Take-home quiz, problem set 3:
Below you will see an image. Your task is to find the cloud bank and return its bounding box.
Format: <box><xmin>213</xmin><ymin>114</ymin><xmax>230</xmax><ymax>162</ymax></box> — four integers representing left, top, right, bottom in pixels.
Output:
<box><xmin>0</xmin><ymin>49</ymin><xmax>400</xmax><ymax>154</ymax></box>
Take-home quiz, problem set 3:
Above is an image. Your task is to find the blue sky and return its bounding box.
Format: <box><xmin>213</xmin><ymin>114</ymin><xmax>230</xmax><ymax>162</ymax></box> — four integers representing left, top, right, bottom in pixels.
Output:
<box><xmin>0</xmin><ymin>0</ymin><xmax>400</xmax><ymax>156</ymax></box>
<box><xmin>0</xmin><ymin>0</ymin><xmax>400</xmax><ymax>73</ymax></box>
════════════════
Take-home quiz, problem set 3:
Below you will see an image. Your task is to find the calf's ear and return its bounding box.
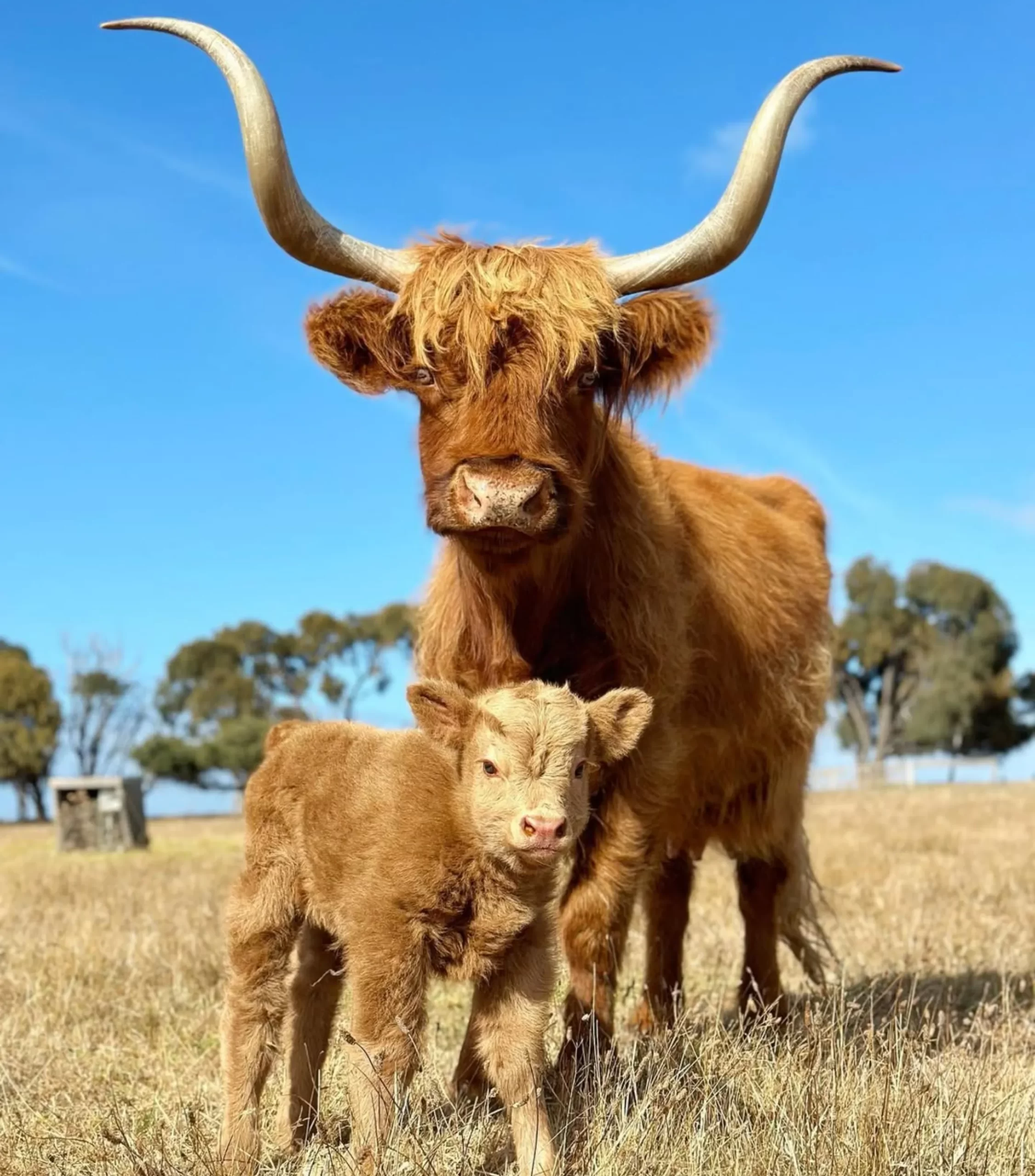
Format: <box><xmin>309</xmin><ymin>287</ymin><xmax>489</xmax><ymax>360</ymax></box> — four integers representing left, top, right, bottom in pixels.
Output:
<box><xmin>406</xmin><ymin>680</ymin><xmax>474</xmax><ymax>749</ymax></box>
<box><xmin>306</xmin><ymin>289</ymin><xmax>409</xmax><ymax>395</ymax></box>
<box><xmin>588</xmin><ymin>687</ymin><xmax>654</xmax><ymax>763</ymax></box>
════════════════
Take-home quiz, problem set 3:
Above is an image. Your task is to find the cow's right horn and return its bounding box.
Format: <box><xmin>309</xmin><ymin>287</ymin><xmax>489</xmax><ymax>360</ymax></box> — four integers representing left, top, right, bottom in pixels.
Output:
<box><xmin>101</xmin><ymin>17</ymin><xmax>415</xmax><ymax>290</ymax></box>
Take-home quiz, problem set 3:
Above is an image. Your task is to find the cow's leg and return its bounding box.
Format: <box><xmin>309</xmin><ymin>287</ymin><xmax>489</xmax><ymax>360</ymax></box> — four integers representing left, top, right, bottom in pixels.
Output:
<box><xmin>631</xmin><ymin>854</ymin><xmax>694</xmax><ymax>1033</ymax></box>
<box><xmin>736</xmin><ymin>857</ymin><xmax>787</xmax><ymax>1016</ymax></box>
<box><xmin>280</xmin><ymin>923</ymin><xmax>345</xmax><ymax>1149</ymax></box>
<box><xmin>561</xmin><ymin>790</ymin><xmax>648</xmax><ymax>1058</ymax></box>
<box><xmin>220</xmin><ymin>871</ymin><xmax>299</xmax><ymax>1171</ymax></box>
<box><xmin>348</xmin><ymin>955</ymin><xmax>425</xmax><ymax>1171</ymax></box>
════════════════
Given problem:
List each line of the data that contains the word "Above", copying every such line in full.

Result of this exercise:
Above is an image. Your task is to find the blue sky and return its bounding box.
Above is an image. Your task is to find the cow's right horn and return its bounding box.
Above is an image. Your task is to find the cow's leg and return its bounding box.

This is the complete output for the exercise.